Art classes in schools predominantly emphasize form, technique and imagination to the almost entire exclusion of interpretation and meaning. In this setting, art is perceived and promoted as a purely practical subject and its intellectual and discursive aspects - since they tend to resist quantification and assessment – are simply ignored by the curricula and are neglected by all but the most intrepid and determined of teachers. Many students arriving at art school are therefore surprised – daunted even - to find that the emphasis within many courses is significantly different. Suddenly a whole new edifice is confronting them which demands that they research, develop, consider, articulate, express and interpret meaning in the work they make and that of their peers and other artists. No longer are they expected simply to create imaginative, skillful, beautiful or original representations, but now they must become informed consumers of art and to understand what this stuff they're looking at actually means. Appreciation is no longer just about virtuosity, ingenuity, creativity, originality, beauty, skill, refinement or a litany of famous “Masters” but about ideas, concepts, issues, themes and content. No longer are they being assessed so much for their command of the medium, or even their hard work, but for the depth of their ideas and their articulacy in exploring and expressing them. Unsurprisingly many students begin to ask “why does art have to “mean” something, why can’t it just be beautiful?”

Art is a product of human action - some might call this free will, human ingenuity or creative purpose. However you view it, art is an experience produced by human intention and it’s the results of this intention which many other humans (artists, critics, historians and art lovers etc) wish to contemplate and understand. If there were no intention, then there’d be little point in trying to understand something, but then again, if there were no intention, there probably wouldn't be much to understand in the first place – certainly nothing in terms of ideas.

If we’re simply seeking beauty, we can gaze at the sheer wonder of the world and art simply pales by comparison, but if we want to know how we or other people view and interpret the world, then contemplating, discussing and making art are some of the best ways we can go about this.

= GOAL =
Can you continue the passage on why art is expected to carry meaning, picking up right after its final sentence?

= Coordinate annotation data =
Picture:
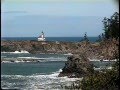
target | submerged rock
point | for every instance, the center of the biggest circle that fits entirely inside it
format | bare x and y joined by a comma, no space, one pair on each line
77,66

= OUTPUT OF THE TASK =
"The picture which has the nobler and more numerous ideas, however awkwardly expressed, is a greater and a better picture than that which has the less noble and less numerous ideas, however beautifully expressed. No weight, nor mass, nor beauty of execution can outweigh one grain or fragment of thought.” –John Ruskin

It would seem then, that more than 150 years ago, people were already championing the notion that meaning is something to be strived for and valued in art. But what implications might this have for us artists? Are we expected to conjure up profundity from the ether and transform it into works of majesty and greatness? And if this is the case, wouldn’t the most intelligent artists be, without exception, the best? Fortunately this isn’t the case. Artworks which attempt to communicate an idea are often pedantic dismal failures doomed by a lack of awareness of the creative process as a whole. If making great art was simply a case of coming up with great ideas, then who’d actually need to make anything? - we could just explain the ideas. Skipping the fact that this strategy is sometimes advocated by artists, we can say that the constantly interweaving processes of making and thinking are a vital part of the ‘act’ of creating meaning, and as such, meaning doesn’t have to exist from the outset in the mind of the artist. Meaning can come into being through a gradual and accumulative but considered process of engaging with materials and processes: of making.

British Sculptor Anish Kapoor is often quoted thus:

“I have often said that I have nothing to say as an artist. Having something to say implies that one is struggling with meaning. The role of the artist is in fact that we don’t know what to say, and it is that not knowing that leads to the work.”

Unfortunately such statements can easily be misconstrued. The lack of clarity can be demonstrated by considering the following three examples:
1: Artworks which are made to communicate an idea.
2: Artworks which result from a speculative but informed process of experimentation.
3: Artworks which are the result of a inexpressible outpouring of creative genius.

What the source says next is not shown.